**** Exercise material ****
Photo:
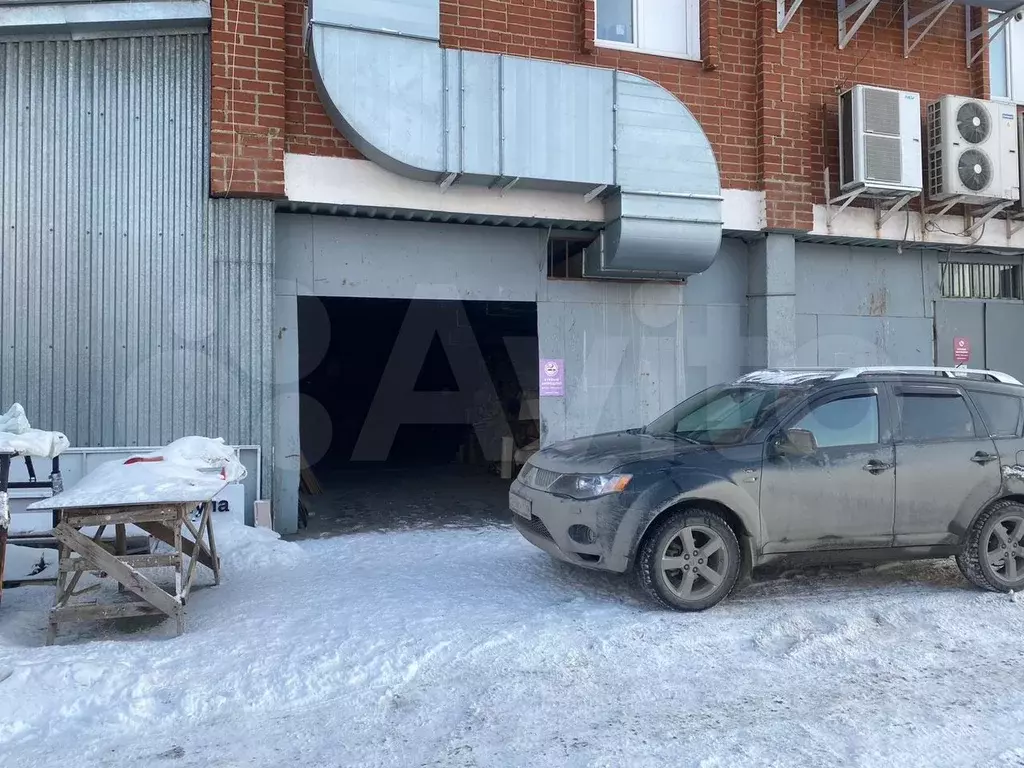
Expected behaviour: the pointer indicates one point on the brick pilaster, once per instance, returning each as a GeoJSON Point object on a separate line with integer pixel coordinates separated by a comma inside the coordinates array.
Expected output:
{"type": "Point", "coordinates": [247, 131]}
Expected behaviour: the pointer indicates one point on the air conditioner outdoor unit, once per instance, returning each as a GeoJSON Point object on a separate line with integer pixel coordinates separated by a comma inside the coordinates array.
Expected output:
{"type": "Point", "coordinates": [880, 140]}
{"type": "Point", "coordinates": [973, 151]}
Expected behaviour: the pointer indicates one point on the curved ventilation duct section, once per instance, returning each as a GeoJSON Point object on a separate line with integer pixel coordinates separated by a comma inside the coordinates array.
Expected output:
{"type": "Point", "coordinates": [443, 115]}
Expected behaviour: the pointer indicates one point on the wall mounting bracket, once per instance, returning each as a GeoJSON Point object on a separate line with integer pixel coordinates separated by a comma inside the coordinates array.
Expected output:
{"type": "Point", "coordinates": [594, 193]}
{"type": "Point", "coordinates": [926, 17]}
{"type": "Point", "coordinates": [858, 11]}
{"type": "Point", "coordinates": [985, 214]}
{"type": "Point", "coordinates": [785, 10]}
{"type": "Point", "coordinates": [992, 25]}
{"type": "Point", "coordinates": [1015, 222]}
{"type": "Point", "coordinates": [884, 210]}
{"type": "Point", "coordinates": [445, 182]}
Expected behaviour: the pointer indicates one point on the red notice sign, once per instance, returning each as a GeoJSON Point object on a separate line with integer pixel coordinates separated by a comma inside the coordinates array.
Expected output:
{"type": "Point", "coordinates": [962, 349]}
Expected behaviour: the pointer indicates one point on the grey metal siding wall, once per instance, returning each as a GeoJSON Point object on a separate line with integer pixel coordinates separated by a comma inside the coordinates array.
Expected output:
{"type": "Point", "coordinates": [134, 308]}
{"type": "Point", "coordinates": [858, 306]}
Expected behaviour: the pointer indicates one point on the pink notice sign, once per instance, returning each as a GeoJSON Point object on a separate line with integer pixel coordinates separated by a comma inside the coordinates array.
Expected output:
{"type": "Point", "coordinates": [962, 349]}
{"type": "Point", "coordinates": [552, 378]}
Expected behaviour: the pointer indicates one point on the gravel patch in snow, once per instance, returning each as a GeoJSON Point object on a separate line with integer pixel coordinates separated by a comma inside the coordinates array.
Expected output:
{"type": "Point", "coordinates": [473, 648]}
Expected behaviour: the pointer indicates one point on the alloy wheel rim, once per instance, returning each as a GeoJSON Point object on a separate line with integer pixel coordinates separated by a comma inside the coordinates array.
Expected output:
{"type": "Point", "coordinates": [1005, 549]}
{"type": "Point", "coordinates": [694, 562]}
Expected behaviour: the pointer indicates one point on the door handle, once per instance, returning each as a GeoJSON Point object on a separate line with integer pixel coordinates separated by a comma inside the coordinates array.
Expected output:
{"type": "Point", "coordinates": [875, 466]}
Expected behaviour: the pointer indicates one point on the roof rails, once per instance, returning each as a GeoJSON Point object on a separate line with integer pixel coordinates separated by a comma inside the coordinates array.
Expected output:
{"type": "Point", "coordinates": [853, 373]}
{"type": "Point", "coordinates": [798, 375]}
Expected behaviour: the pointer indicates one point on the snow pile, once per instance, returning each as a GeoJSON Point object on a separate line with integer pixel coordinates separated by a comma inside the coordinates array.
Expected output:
{"type": "Point", "coordinates": [463, 648]}
{"type": "Point", "coordinates": [243, 548]}
{"type": "Point", "coordinates": [30, 563]}
{"type": "Point", "coordinates": [192, 469]}
{"type": "Point", "coordinates": [17, 436]}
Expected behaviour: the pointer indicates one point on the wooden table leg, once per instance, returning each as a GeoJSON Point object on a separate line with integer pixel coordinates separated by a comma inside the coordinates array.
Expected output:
{"type": "Point", "coordinates": [120, 546]}
{"type": "Point", "coordinates": [213, 551]}
{"type": "Point", "coordinates": [177, 574]}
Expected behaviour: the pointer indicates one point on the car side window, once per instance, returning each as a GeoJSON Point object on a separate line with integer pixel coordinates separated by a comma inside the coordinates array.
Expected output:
{"type": "Point", "coordinates": [850, 421]}
{"type": "Point", "coordinates": [1000, 412]}
{"type": "Point", "coordinates": [934, 416]}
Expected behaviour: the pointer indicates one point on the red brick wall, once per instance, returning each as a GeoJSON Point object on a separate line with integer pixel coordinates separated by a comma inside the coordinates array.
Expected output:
{"type": "Point", "coordinates": [247, 130]}
{"type": "Point", "coordinates": [766, 100]}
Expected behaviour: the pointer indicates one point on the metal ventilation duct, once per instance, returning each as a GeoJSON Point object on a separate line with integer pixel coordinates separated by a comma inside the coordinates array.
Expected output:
{"type": "Point", "coordinates": [442, 115]}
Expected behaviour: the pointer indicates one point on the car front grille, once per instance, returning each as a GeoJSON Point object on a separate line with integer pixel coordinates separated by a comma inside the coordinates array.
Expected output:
{"type": "Point", "coordinates": [544, 478]}
{"type": "Point", "coordinates": [534, 524]}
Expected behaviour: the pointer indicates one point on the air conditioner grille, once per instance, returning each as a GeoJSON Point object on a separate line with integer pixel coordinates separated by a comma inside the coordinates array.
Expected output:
{"type": "Point", "coordinates": [975, 170]}
{"type": "Point", "coordinates": [883, 159]}
{"type": "Point", "coordinates": [882, 112]}
{"type": "Point", "coordinates": [973, 122]}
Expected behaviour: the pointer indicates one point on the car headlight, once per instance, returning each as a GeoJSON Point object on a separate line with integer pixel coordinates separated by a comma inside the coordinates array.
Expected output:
{"type": "Point", "coordinates": [590, 486]}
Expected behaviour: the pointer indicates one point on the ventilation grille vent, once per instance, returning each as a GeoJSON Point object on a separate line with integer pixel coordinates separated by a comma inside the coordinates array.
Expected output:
{"type": "Point", "coordinates": [882, 112]}
{"type": "Point", "coordinates": [935, 178]}
{"type": "Point", "coordinates": [965, 281]}
{"type": "Point", "coordinates": [883, 159]}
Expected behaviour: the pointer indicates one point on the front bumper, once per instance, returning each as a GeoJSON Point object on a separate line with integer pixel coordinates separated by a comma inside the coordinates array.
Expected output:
{"type": "Point", "coordinates": [555, 519]}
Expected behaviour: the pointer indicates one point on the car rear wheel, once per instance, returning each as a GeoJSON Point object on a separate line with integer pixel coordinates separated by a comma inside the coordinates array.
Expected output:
{"type": "Point", "coordinates": [690, 561]}
{"type": "Point", "coordinates": [992, 555]}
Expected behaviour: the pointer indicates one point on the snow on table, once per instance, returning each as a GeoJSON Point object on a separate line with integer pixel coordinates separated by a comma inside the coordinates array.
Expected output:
{"type": "Point", "coordinates": [473, 648]}
{"type": "Point", "coordinates": [188, 470]}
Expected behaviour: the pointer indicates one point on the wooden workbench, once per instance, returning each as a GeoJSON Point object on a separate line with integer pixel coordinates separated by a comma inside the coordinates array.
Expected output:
{"type": "Point", "coordinates": [166, 522]}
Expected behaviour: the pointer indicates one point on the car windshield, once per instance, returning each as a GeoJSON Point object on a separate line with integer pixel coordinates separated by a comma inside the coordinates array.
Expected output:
{"type": "Point", "coordinates": [727, 414]}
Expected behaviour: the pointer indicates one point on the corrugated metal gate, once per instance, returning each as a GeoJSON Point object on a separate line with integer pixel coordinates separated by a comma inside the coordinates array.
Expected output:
{"type": "Point", "coordinates": [993, 331]}
{"type": "Point", "coordinates": [133, 308]}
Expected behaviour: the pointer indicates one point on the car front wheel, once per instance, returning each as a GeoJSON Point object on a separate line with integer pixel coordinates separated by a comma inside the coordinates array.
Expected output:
{"type": "Point", "coordinates": [992, 555]}
{"type": "Point", "coordinates": [690, 560]}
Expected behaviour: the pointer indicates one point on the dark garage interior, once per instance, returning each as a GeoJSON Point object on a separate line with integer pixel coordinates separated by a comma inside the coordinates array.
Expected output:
{"type": "Point", "coordinates": [410, 410]}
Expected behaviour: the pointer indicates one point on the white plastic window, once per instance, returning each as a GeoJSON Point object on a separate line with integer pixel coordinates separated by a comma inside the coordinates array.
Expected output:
{"type": "Point", "coordinates": [665, 28]}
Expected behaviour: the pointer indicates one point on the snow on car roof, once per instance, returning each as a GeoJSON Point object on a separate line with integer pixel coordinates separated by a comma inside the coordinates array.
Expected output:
{"type": "Point", "coordinates": [786, 376]}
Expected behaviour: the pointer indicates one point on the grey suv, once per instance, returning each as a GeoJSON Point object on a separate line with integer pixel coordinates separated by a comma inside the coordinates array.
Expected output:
{"type": "Point", "coordinates": [857, 464]}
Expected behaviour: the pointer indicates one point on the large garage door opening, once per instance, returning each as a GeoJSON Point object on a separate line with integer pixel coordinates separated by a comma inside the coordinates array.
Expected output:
{"type": "Point", "coordinates": [412, 411]}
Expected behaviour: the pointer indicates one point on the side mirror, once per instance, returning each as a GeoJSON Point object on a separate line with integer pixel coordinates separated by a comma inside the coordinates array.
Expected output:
{"type": "Point", "coordinates": [797, 442]}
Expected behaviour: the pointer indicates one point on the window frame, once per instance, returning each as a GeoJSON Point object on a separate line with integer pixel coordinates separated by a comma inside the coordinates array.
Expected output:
{"type": "Point", "coordinates": [942, 390]}
{"type": "Point", "coordinates": [692, 34]}
{"type": "Point", "coordinates": [844, 393]}
{"type": "Point", "coordinates": [988, 429]}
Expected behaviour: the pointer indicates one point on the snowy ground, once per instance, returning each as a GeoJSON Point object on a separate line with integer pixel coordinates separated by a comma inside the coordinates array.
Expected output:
{"type": "Point", "coordinates": [472, 648]}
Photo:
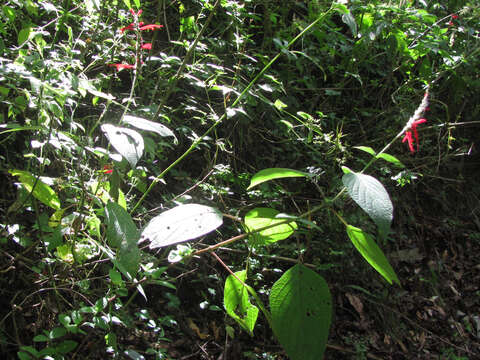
****
__Exercise requirements__. Whenever the word "brick" shows up in a line of the entries, copy that line.

__Written solution__.
Expected behaviour: the pointer indicates one point on the brick pilaster, once per instance, returning each as a GeoJSON Point object on a separate line with integer pixel coordinates separated by a comma inside the coordinates array.
Expected behaviour: the pointer indicates one point on the red brick wall, once per instance, returning each as a GeoJSON Point object on a separate line with integer pixel coordinates separated by a comma inside the coordinates array.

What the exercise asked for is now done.